** ACTIONS TO TAKE **
**a.** According to the UTF-8 discussion, why don't the numbered squares in the Korean script image show that a page is in UTF-8? Answer in one to three sentences.
**b.** Summarize the UTF-8 discussion in three sentences.
**c.** Proceed with the UTF-8 discussion, adding on after its last comment.

═══ PAGE TEXT ═══

Is Image:Lack of support for Korean script.png an appropriate image for the "invalid input" section? I am wondering if those squares with numbers are specifically UTF-8? --Oldak Quill 06:26, 23 July 2005 (UTC)

No, the hexadecimal numbers in the boxes are Unicode code points for which the computer has no glyph to display. They don't indicate the encoding of the page. The encoding could be UTF-16, UTF-8, or a legacy encoding. Indefatigable 14:47, 23 July 2005 (UTC)

[edit] Comment about UTF-8

The article reads: "It uses groups of bytes to represent the Unicode standard for the alphabets of many of the world's languages. UTF-8 is especially useful for transmission over 8-bit Electronic Mail systems."

"UTF-8 was invented by Ken Thompson on September 2, 1992, on a placemat in a New Jersey diner with Rob Pike. The day after, Pike and Thompson implemented it and updated their Plan 9 operating system to use it throughout."

RANTMODE: ON

I would like to add that UTF-8 is causing havoc and confusion to computer users that are used to the international characters in at least the ISO-8859-1 charset. Getting national chars through is a hit or miss thing these days. Some people can read UTF-8, but not write it. Some people write it but can't read it, some people can do neither, and some people do both.

UTF-8, in my opinion, sucks. I've used months to finally figure out how to get rid of the abomination. I'm finally back to ISO-8859-1 on all my own systems. I *hate* modern OS-distributions defaulting to UTF-8, and I've got a dream about meeting the bastard that invented the abomination to tell him what I really think of it.

In my opinion UTF-8 is wonderful encoding and I hope that it will be widely accepted as soon as possible. For example, the Czech language may use the CP852 encoding, the ISO8859-2 encoding, the Kamenicky encoding, Windows-1250 encoding, theoretically even KOI-8CS. Every stupid producer of a character LCD display creates his own "encoding". It doesn't work in DVD players, it creates problems on web pages, in computers, you cannot even imagine how it sucks. UTF-8 could become THE STANDARD we are looking for, because it is definitely the best standardized Unicode encoding and it is widely accepted (even Notepad in WinXP recognizes it, so we can say that it has become a de-facto standard). What really makes one angry is the "Java UTF-?", "MAC UTF-?", byte-order-dependent UTF-16 "encoding" and so on. Everybody tries to make his "proprietary extensions" and the main reason is to keep incompatibility and to kill the interoperability of software - because some people think it to be "good for bussiness". So PLEASE, ACCEPT THE UTF-8, it really is the best character encoding nowadays. (2006-08-17 20:38)

RANTMODE: OFF (unsigned comment by 80.111.231.66)

working with systems that use different encodings and provide no good way to specify which one is in use is going to be painfull PERIOD. The old system of different charsets for different languages can be just as horrible. Plugwash 16:37, 13 August 2005 (UTC)

The point is that most people don't need to work with systems with different language encodings. While almost everyone is affected by the conflicts between UTF-8 and their local charset. When you're not used to that kind of bullshit, it gets hugely annoying. Personally I've just spent the day de-utf8ying my systems. (80.111.231.66)

═══ GIVEN INFORMATION ═══

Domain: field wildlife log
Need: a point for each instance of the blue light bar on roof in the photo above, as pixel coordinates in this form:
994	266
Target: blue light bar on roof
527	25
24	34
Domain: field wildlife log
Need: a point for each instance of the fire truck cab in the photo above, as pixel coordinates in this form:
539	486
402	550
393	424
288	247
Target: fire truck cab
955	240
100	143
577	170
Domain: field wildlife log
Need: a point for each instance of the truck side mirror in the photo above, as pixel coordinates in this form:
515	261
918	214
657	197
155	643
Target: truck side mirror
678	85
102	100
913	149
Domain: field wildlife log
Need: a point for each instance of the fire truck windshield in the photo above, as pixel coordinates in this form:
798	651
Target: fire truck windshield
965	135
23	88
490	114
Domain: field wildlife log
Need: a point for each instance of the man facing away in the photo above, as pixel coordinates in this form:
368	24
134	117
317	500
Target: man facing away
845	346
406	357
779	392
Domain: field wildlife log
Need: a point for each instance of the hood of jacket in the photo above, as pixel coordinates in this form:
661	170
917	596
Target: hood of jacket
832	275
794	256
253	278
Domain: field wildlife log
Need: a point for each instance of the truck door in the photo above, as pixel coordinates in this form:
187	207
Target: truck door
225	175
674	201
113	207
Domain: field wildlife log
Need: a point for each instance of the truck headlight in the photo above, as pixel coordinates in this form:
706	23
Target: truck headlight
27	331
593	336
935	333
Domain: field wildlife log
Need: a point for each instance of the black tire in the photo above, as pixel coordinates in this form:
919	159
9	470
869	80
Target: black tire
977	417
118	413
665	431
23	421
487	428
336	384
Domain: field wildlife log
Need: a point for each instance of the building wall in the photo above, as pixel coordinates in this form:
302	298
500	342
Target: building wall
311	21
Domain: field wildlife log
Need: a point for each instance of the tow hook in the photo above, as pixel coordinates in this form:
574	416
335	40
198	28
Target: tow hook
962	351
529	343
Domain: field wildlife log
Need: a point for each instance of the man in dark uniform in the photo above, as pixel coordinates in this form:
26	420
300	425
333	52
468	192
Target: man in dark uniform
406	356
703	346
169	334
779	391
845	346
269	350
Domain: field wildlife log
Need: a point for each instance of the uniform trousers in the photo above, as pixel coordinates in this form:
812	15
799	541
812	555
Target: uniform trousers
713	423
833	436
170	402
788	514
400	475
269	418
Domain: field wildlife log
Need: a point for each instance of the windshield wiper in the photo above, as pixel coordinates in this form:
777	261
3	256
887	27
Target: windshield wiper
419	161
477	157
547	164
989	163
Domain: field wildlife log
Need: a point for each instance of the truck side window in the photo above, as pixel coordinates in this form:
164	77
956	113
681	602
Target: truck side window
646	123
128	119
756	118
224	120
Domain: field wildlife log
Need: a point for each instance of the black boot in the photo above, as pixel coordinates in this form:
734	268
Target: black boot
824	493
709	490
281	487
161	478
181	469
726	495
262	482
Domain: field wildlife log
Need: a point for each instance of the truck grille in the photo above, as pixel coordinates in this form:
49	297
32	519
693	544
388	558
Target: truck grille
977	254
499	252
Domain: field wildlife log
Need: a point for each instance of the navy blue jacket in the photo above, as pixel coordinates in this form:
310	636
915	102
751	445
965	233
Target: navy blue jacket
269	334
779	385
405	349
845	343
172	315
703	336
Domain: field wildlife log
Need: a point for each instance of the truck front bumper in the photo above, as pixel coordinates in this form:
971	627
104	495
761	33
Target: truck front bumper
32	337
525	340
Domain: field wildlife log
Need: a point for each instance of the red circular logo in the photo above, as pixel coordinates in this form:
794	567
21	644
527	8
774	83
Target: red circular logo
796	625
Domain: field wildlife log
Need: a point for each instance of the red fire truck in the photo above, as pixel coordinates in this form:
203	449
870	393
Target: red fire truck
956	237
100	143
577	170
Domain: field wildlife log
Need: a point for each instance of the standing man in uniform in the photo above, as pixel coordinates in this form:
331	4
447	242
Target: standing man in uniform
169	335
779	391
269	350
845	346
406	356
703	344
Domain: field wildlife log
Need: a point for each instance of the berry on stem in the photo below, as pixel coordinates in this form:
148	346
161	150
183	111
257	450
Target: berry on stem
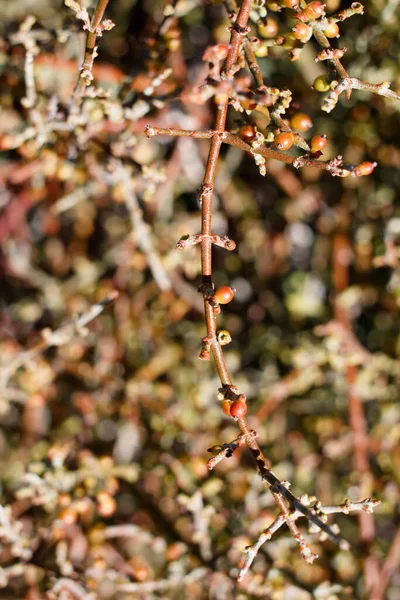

═══

** PER-TASK OUTPUTS **
**a.** The hexadecimal numbers in the boxes are Unicode code points for which the computer has no glyph to display. They say nothing about the page's encoding, which could be UTF-16, UTF-8, or a legacy encoding.

**b.** A commenter asks whether the numbered squares in an image of missing Korean script are UTF-8, and a reply explains that they are Unicode code points with no glyph available and do not show the page's encoding. In a section about UTF-8, one commenter says it causes havoc for users used to ISO-8859-1 and has switched back to that charset, while another calls UTF-8 the best standardized Unicode encoding and hopes it replaces the many competing Czech encodings. Others reply that working with systems that use different encodings without a way to specify them is painful, and that most people are hit by conflicts between UTF-8 and their local charset.

**c.**
Point taken, but you should know that we feel the same way when dealing with your "code pages" and other limited charsets. Some time in the future, we might say the same thing about UTF-8, though at least they've left us two extra bytes to add characters to. Rōnin 22:48, 15 October 2005 (UTC)

Wikipedia is utf-8. Anyone who thinks that Wikipedia would have been as easy to manage without one unified character set is smoking something. 'nuff said. --Alvestrand 00:15, 18 August 2006 (UTC)

[edit] The comparison table

Is the table wrong for the row showing "000800–00FFFF"? I don't know much about UTF-8 but to me it should read "1110xxxx 10xxxxxx 10xxxxxx" not "1110xxxx xxxxxx xxxxxx" --220.240.5.113 04:30, 14 September 2005 (UTC)

Fixed. It got lost in some recent table reformatting. Bovlb 05:44, 14 September 2005 (UTC)

[edit] bom

the following was recently added to the article i reverted and was re-reverted ;).

UTF-16 needs a Byte Order Mark (U+FEFF) in the beginning of the stream to identify the byte order. This is not necessary in UTF-8, as the sequences always start with the most significant byte on every platform.

UTF-16 only needs a bom if you don't know the endianess ahead of time because the protocol was badly designed not to specify it, but such apps that don't have an out of band way of specifying charset already probbablly aren't going to be very suitable for use with utf-16 anyway. Apart from plain text files i don't see many situations where a bom would be needed and it should be noted that with plain utf-8 text at least ms uses a bom anyway. In sumarry while i can see where you are coming from i'm not sure how relavent this is given whats already been said. Plugwash 22:39, 6 October 2005 (UTC)

It was recently pointed out to me that using a UTF-8 BOM is the only way to force web browsers to interpret a document as UTF-8 when they've been set to ignore declared encodings. I haven't confirmed this, myself, but it sounds plausible. — mjb 00:15, 19 October 2005 (UTC)

I know the basic cycle of when web browsers recognized the utf-8 BOM but have not heard of the force outside of windows. True that all major web browsers now accept utf-8 with or without a BOM. There were times when sending utf-8 with a BOM would stop html web browsers. Now Web3D X3D browsers are arriving doing that same failure. All VRML and X3D Classic VRML encodings have always specified utf-8 with # as the first character for delivery and storage. However, the appearance of the apparently 'optional' BOM has caught a few of the old-school utf-8 out and make the utf-8 BOM illegal by requiring the first character to be # Are there other examples where the apparently 'optional' utf-8 BOM has generated problems and solutions that can be documented here? Thanks and Best Regards, JoeJoedwill 08:04, 12 November 2007 (UTC) .

Well it also plays havoc with Unix expecting shell scripts to start with #!. —Preceding unsigned comment added by Spitzak (talk • contribs) 20:36, 12 March 2008 (UTC)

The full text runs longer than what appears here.